▸ SELECTED PASSAGE:

= Beginning of Section =

Re: [PATCH v3 12/12] KVM: arm64: selftests: arch_timer: Support vCPU migration

From: Raghavendra Rao Ananta
Date: Tue Sep 07 2021 - 12:15:33 EST


On Sun, Sep 5, 2021 at 11:39 PM Andrew Jones <drjones@xxxxxxxxxx> wrote:
>
> On Fri, Sep 03, 2021 at 01:53:27PM -0700, Raghavendra Rao Ananta wrote:
> > On Fri, Sep 3, 2021 at 4:05 AM Andrew Jones <drjones@xxxxxxxxxx> wrote:
> > >
> > > On Wed, Sep 01, 2021 at 09:14:12PM +0000, Raghavendra Rao Ananta wrote:
> > > > Since the timer stack (hardware and KVM) is per-CPU, there
> > > > are potential chances for races to occur when the scheduler
> > > > decides to migrate a vCPU thread to a different physical CPU.
> > > > Hence, include an option to stress-test this part as well by
> > > > forcing the vCPUs to migrate across physical CPUs in the
> > > > system at a particular rate.
> > > >
> > > > Originally, the bug for the fix with commit 3134cc8beb69d0d
> > > > ("KVM: arm64: vgic: Resample HW pending state on deactivation")
> > > > was discovered using arch_timer test with vCPU migrations and
> > > > can be easily reproduced.
> > > >
> > > > Signed-off-by: Raghavendra Rao Ananta <rananta@xxxxxxxxxx>
> > > > ---
> > > > .../selftests/kvm/aarch64/arch_timer.c | 108 +++++++++++++++++-
> > > > 1 file changed, 107 insertions(+), 1 deletion(-)
> > > >
> > > > diff --git a/tools/testing/selftests/kvm/aarch64/arch_timer.c b/tools/testing/selftests/kvm/aarch64/arch_timer.c
> > > > index 1383f33850e9..de246c7afab2 100644
> > > > --- a/tools/testing/selftests/kvm/aarch64/arch_timer.c
> > > > +++ b/tools/testing/selftests/kvm/aarch64/arch_timer.c
> > > > @@ -14,6 +14,8 @@
> > > > *
> > > > * The test provides command-line options to configure the timer's
> > > > * period (-p), number of vCPUs (-n), and iterations per stage (-i).
> > > > + * To stress-test the timer stack even more, an option to migrate the
> > > > + * vCPUs across pCPUs (-m), at a particular rate, is also provided.
> > > > *
> > > > * Copyright (c) 2021, Google LLC.

= End of Section =

▸ DATASET SECTION:
= Beginning of Section =

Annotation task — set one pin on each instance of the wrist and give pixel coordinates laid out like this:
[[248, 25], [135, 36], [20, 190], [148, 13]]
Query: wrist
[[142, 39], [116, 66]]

= End of Section =

▸ WORK REQUEST: Shorten the paragraph in the patch email that begins "Since the timer stack" to a single sentence that keeps its main facts.

▸ RESULT FOR THIS TASK: Because the timer stack (hardware and KVM) is per-CPU, races can occur when the scheduler migrates a vCPU thread to another physical CPU, so an option is added to stress-test this by forcing vCPUs to migrate across physical CPUs at a particular rate.